▸ DO THIS
Would you extract the whole listing below and retype it exactly?

▸ Entries taken from a collection
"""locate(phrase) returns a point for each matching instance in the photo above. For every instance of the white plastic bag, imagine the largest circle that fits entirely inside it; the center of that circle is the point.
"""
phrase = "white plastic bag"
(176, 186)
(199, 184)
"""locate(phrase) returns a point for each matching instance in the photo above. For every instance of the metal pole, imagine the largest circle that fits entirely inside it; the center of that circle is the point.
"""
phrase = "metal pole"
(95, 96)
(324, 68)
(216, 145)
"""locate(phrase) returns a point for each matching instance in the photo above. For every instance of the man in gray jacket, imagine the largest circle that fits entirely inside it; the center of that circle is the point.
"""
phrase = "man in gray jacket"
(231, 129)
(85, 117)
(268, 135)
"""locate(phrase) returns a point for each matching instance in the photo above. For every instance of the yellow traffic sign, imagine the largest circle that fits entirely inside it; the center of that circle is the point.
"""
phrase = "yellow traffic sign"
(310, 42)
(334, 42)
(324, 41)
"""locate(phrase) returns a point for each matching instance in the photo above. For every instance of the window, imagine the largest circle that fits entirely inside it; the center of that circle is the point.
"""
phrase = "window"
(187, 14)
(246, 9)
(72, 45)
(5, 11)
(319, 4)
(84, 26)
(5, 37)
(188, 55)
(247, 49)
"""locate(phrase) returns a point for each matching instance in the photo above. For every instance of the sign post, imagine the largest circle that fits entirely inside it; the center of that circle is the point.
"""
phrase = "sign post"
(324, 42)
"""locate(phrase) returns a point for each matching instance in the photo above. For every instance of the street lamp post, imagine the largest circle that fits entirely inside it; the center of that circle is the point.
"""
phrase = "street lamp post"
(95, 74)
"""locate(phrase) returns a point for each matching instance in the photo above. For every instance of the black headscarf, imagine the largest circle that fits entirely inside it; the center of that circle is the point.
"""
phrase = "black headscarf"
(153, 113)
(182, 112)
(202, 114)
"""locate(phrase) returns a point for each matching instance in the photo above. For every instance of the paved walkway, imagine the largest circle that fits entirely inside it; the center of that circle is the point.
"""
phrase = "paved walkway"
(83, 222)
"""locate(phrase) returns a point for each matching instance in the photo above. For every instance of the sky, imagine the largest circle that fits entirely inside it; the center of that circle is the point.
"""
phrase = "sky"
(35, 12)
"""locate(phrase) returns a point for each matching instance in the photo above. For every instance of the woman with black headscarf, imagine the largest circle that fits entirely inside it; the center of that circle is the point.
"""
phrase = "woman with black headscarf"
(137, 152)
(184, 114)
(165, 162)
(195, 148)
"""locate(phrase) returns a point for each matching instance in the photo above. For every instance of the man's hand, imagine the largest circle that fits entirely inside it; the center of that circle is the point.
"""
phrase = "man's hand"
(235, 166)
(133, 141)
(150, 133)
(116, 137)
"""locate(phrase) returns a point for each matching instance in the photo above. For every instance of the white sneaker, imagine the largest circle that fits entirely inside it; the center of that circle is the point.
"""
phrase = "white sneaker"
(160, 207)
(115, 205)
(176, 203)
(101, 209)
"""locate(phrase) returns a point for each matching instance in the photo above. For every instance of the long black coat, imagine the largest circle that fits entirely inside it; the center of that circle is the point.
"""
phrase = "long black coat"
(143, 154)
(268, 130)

▸ THE REPLY
"""locate(phrase) returns a point for each matching instance in the photo above. For every instance of the white plastic bag, imagine the largest circle that fits entirely inside it; the center of that circle is the point.
"""
phrase = "white plastic bag"
(176, 186)
(199, 184)
"""locate(phrase) returns a point for each matching instance in the photo above. For every instance of the metal pole, imagine the largest circle that fits entirely inside it; the center of that circle is the point.
"""
phrase = "metal pole"
(95, 96)
(324, 68)
(216, 145)
"""locate(phrase) returns a point for each matching instance in the photo above. For every instance of the man in gray jacket, imagine the largest circle that fits entirely inside it; the center of that circle is the point.
"""
phrase = "man in gray jacket"
(231, 129)
(85, 117)
(268, 135)
"""locate(phrase) returns a point for each matching instance in the photo above. For every instance of the yellow traffic sign, imagine the largest circle that fits entirely inside it; the center of that circle is the point.
"""
phrase = "yellow traffic sign"
(310, 42)
(334, 42)
(324, 41)
"""locate(phrase) returns a point for each matching instance in the photo above. For every instance of the window, imagine the largest circle that fits entirely inside it; the center of that circle is the point.
"""
phrase = "window"
(187, 14)
(246, 9)
(72, 45)
(5, 11)
(319, 4)
(84, 26)
(5, 37)
(188, 55)
(247, 49)
"""locate(phrase) returns a point for each matching instance in the photo above. For every instance of the sign post, imagine the largest circle that fits entirely inside it; the center of that circle is the point.
"""
phrase = "sign post"
(324, 42)
"""locate(phrase) returns a point for each matching instance in the photo above. For every instance of the street lamp post, imagine the largest circle that fits entirely inside it; the center of that circle is the point.
"""
phrase = "street lamp post"
(95, 74)
"""locate(phrase) returns a point for each matching instance in the photo above. For every instance of the black headscarf, imagine the largest circle that fits entirely inside it; the center of that circle is the point.
"""
phrase = "black headscarf"
(153, 113)
(182, 112)
(202, 114)
"""locate(phrase) returns a point for each matching instance in the photo above. For every instance of the paved walkway, imagine the largest circle that fits entirely inside it; the center of that circle is the point.
"""
phrase = "paved walkway"
(83, 222)
"""locate(phrase) returns a point for each matching instance in the photo above. For every instance of the sky, imagine the largest circle that fits entirely inside it; the center of that circle is the point.
"""
phrase = "sky"
(35, 12)
"""locate(phrase) returns a point for each matching instance in the photo above. For every instance of the woman with black headscarf, imagine the largest circle that fits entirely inside it; the center of that circle is the point.
"""
phrase = "woman with black headscarf"
(137, 152)
(184, 114)
(165, 162)
(195, 148)
"""locate(phrase) returns a point for each matching instance in the photo above. For every instance of the man's hand, imagine the largest circle that fits entirely inside it; the center of that circle is the point.
"""
phrase = "man's hand"
(235, 166)
(133, 141)
(150, 133)
(116, 137)
"""locate(phrase) returns a point for each matching instance in the photo above. For every instance of the white sneaker, imagine the largest circle that fits entirely inside it; the center of that circle is the point.
"""
phrase = "white sneaker"
(160, 207)
(115, 205)
(176, 203)
(101, 209)
"""locate(phrase) returns a point for each matching instance in the photo above. For every instance of the long black coat, imagine the largest circle that fits entirely inside it; the center of that circle is the point.
"""
phrase = "long black coat"
(143, 154)
(268, 130)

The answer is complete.